What the task asks. Show, from the records below, all lines that contain the word "river".

Segment Start: Provided information

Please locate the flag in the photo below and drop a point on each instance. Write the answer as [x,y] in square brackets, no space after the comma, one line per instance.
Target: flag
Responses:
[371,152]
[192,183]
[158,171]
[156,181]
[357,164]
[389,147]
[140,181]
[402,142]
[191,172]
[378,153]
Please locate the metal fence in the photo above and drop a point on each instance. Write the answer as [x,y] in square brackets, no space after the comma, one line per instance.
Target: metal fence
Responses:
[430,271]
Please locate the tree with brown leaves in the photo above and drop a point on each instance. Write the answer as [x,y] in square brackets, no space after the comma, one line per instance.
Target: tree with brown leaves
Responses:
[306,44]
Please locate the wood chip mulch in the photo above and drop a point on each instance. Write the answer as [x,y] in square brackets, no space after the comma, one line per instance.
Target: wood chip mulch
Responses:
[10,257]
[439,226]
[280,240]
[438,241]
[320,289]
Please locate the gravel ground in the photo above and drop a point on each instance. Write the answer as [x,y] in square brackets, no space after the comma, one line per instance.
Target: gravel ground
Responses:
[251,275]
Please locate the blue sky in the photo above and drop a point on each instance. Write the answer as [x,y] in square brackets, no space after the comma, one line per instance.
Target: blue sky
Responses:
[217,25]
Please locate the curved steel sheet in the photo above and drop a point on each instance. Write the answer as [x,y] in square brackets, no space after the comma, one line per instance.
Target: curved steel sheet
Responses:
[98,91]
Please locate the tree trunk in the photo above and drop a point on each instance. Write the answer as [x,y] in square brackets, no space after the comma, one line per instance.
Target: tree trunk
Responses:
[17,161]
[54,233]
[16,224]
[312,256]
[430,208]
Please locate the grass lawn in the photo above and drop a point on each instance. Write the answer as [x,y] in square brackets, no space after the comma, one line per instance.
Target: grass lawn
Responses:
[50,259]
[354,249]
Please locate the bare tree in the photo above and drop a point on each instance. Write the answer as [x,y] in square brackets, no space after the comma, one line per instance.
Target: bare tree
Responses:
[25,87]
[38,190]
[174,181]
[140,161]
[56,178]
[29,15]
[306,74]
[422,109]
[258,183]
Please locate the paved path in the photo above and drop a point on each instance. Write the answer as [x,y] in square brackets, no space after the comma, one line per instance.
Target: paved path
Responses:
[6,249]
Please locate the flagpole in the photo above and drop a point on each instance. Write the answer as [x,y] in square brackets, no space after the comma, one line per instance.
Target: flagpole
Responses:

Segment End: Provided information
Segment Start: Provided information

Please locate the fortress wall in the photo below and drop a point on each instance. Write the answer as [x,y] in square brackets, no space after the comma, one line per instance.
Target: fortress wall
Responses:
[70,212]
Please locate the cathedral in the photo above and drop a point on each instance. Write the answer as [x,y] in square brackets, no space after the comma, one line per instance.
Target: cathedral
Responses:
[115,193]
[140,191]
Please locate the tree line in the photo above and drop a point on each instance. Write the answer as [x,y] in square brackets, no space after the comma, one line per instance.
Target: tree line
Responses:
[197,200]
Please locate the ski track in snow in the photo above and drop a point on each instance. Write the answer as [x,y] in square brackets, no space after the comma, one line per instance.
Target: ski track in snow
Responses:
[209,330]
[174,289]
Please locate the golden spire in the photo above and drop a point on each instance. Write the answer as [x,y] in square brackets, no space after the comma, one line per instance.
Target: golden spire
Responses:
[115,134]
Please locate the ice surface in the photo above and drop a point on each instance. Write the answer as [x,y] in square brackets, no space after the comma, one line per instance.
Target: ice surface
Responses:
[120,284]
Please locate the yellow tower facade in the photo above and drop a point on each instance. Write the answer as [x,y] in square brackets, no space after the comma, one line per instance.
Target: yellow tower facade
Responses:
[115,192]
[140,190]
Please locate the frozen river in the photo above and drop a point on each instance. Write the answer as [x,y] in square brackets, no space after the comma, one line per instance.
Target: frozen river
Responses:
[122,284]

Segment End: Provided information

Answer for this exercise.
Please locate the frozen river in the photo above and drop a point on each instance. Write the answer as [x,y] in square brackets, no space after the comma, one line per instance.
Target: frozen river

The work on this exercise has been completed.